EXERCISE AIM: All lines in the records below with the word "road" must be returned.

SOURCE DATA:

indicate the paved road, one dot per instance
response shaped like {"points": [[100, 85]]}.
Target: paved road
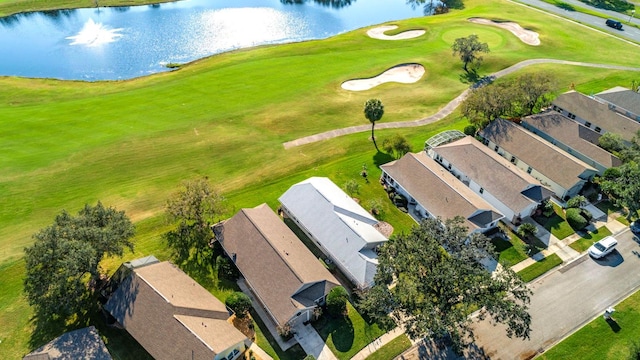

--

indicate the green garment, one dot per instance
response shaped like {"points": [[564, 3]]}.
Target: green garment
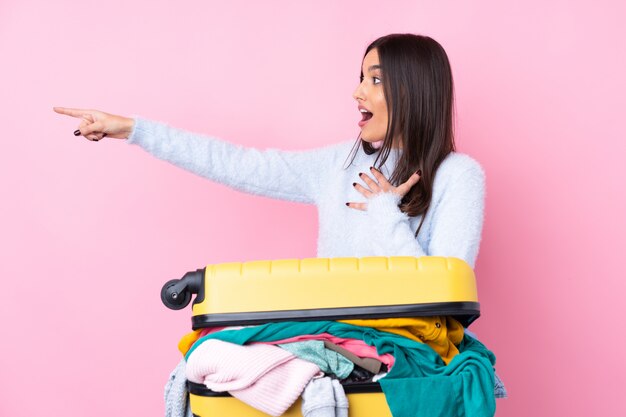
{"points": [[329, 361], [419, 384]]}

EXERCISE SOLUTION:
indicate the paved road, one dot per instance
Target: paved road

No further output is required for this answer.